• About this task: Every line of the data needs to be returned exactly.

Natural language region descriptions:

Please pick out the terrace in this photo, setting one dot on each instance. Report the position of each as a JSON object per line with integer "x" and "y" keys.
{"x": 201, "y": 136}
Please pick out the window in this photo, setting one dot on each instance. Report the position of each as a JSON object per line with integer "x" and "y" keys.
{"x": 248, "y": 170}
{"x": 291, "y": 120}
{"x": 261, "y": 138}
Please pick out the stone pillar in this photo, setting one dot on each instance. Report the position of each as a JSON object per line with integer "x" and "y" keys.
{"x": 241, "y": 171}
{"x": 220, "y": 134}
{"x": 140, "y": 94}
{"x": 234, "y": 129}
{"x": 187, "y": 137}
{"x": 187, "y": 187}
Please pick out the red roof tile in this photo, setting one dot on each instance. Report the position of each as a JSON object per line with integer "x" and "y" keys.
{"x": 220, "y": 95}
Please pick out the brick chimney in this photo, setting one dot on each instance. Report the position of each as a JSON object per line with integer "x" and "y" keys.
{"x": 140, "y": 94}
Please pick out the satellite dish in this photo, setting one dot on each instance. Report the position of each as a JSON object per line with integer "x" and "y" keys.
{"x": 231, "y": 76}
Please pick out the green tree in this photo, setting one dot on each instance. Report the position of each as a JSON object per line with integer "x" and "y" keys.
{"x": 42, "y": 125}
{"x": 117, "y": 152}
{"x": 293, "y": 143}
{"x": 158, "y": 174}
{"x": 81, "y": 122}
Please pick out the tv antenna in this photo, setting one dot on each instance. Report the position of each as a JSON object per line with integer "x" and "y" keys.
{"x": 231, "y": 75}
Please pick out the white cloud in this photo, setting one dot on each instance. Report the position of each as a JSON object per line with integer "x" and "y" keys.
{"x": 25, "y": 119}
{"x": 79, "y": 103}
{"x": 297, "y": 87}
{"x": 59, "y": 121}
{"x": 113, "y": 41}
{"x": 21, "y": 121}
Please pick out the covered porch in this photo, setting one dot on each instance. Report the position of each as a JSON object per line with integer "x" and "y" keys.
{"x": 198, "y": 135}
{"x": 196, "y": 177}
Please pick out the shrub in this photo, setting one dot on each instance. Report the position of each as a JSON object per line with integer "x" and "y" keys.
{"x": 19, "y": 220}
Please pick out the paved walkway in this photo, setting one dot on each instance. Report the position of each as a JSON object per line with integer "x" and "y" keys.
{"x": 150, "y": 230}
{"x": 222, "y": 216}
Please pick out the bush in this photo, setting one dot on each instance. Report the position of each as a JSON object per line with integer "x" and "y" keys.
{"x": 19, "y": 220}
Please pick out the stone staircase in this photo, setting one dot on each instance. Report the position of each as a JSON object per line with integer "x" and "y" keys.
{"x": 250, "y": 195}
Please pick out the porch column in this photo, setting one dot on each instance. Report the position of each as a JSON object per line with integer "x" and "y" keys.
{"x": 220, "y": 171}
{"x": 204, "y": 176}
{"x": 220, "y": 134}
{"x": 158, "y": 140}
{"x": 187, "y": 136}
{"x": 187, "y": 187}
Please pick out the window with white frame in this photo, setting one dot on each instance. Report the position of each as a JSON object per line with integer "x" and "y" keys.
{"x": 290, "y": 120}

• Answer box:
Please pick out the terrace in this photo, setting one dot on each instance. Report the position of each as a JSON object per line with integer "x" and "y" keys.
{"x": 201, "y": 136}
Please pick out the window in this photo, setting one dot on each instance. Report the position of each as a JSON object per line with integer "x" and "y" keys.
{"x": 248, "y": 170}
{"x": 291, "y": 120}
{"x": 261, "y": 138}
Please pick out the stone pillar in this photo, setting one dot on each instance. Report the position of each as a JSON object per line with integer "x" and "y" keys.
{"x": 241, "y": 171}
{"x": 220, "y": 134}
{"x": 140, "y": 94}
{"x": 234, "y": 129}
{"x": 187, "y": 137}
{"x": 187, "y": 187}
Please pick out the red roof tile in this photo, setting one dot on each instance. Report the position of each as a JSON object per line with integer "x" and "y" keys.
{"x": 220, "y": 95}
Please pick out the brick chimney in this photo, setting one dot on each instance. Report the position of each as a JSON object per line with integer "x" and "y" keys.
{"x": 140, "y": 94}
Please pick out the satellite dish in this photo, setting one dot on each instance. Report the position of each as a JSON object per line with integer "x" and "y" keys.
{"x": 231, "y": 76}
Please pick out the green tree in this photo, setting one dot on each instance. Report the position of each as a JSON object per line with integer "x" and "y" keys.
{"x": 42, "y": 125}
{"x": 117, "y": 152}
{"x": 293, "y": 143}
{"x": 158, "y": 174}
{"x": 81, "y": 122}
Please pick out the tv antenna in this photo, setting one dot on each instance. Report the position of each as a JSON object per line with integer "x" and "y" keys.
{"x": 231, "y": 75}
Please pick out the white cloud in this photo, setting one dot on each instance. Report the position of each as a JSON object per line with integer "x" and "y" keys.
{"x": 25, "y": 119}
{"x": 79, "y": 103}
{"x": 297, "y": 87}
{"x": 59, "y": 121}
{"x": 113, "y": 41}
{"x": 21, "y": 121}
Please pick out the covered porch in this photo, setting one dot on each instance. Report the position of each as a JSON object per line with integer "x" and "y" keys.
{"x": 198, "y": 135}
{"x": 196, "y": 177}
Please pick out the shrub in this photo, setting one dot on each instance. Report the position of each as a JSON object per line with integer "x" and "y" keys.
{"x": 19, "y": 220}
Please pick out the paved walkway in this photo, setting one dot on each instance. Report the position of each as a JSON object per line with integer "x" and "y" keys.
{"x": 150, "y": 230}
{"x": 222, "y": 216}
Please pick out the bush in this photo, setting one dot on each instance. Report the position of each as a JSON object per line with integer "x" and "y" keys.
{"x": 19, "y": 220}
Please pick out the stone staircase in this photo, setting one dot on each instance. Report the position of each as a JSON object per line with integer "x" and "y" keys.
{"x": 250, "y": 195}
Please pick out the porch column in this photo, setting one dot on each instance. Report the position of each as a JSON object per line with integer "x" and "y" keys.
{"x": 220, "y": 171}
{"x": 204, "y": 176}
{"x": 220, "y": 134}
{"x": 158, "y": 140}
{"x": 187, "y": 136}
{"x": 187, "y": 187}
Please pick out the window with white frame in this photo, setting one dot on each instance. Report the position of each as a JSON object per line with integer "x" and "y" keys.
{"x": 290, "y": 120}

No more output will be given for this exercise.